[PROBLEM TO SOLVE] All entries below are to be copied precisely as they appear.

[EXERCISE DATA]
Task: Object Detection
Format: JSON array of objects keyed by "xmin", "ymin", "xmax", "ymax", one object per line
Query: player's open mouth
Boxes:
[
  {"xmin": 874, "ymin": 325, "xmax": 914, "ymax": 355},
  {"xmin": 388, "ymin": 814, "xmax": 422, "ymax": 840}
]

[RESPONSE AREA]
Task: Object Detection
Format: JSON array of objects keyed by "xmin", "ymin", "xmax", "ymax", one object per line
Query: player's open mouth
Boxes:
[
  {"xmin": 874, "ymin": 325, "xmax": 914, "ymax": 355},
  {"xmin": 388, "ymin": 814, "xmax": 422, "ymax": 840}
]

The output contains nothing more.